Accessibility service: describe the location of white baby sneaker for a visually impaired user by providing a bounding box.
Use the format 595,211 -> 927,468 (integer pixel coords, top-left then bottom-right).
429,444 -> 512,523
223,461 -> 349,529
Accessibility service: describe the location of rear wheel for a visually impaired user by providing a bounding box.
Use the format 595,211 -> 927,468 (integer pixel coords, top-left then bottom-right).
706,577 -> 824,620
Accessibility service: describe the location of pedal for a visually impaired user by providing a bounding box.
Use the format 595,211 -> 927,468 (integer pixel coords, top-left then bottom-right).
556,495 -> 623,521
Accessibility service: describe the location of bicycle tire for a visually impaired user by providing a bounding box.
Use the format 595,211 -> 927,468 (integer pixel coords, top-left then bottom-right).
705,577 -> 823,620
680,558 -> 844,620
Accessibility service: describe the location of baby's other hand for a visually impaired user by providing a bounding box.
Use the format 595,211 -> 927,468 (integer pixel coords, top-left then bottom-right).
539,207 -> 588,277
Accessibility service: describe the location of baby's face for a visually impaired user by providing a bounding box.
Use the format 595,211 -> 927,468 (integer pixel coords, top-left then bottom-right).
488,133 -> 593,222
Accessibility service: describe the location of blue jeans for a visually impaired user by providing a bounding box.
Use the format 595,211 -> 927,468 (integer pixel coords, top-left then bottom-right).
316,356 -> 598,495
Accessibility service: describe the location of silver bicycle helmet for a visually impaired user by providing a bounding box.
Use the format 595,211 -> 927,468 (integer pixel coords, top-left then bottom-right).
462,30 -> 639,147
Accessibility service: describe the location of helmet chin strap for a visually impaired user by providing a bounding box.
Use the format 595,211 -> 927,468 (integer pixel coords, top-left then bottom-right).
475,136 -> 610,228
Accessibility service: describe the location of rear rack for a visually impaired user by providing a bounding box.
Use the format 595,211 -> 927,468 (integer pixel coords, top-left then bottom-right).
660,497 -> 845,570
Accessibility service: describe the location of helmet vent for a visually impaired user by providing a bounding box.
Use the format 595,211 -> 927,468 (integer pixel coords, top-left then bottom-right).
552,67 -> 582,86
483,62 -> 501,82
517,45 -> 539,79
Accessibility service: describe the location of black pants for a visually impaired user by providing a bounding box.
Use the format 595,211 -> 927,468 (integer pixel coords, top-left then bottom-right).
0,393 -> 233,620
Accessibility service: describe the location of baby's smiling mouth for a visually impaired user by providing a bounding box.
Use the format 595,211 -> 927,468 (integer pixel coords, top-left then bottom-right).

◆ ◆ ◆ ◆

AUFGABENSTELLUNG:
Wählen Sie aus den Einträgen jede Zeile aus, die das Wort „baby“ enthält. Groß- und Kleinschreibung ist dabei zu beachten.

LÖSUNG DER AUFGABE:
Accessibility service: describe the location of white baby sneaker for a visually impaired user by providing a bounding box.
Accessibility service: describe the location of baby's other hand for a visually impaired user by providing a bounding box.
Accessibility service: describe the location of baby's face for a visually impaired user by providing a bounding box.
Accessibility service: describe the location of baby's smiling mouth for a visually impaired user by providing a bounding box.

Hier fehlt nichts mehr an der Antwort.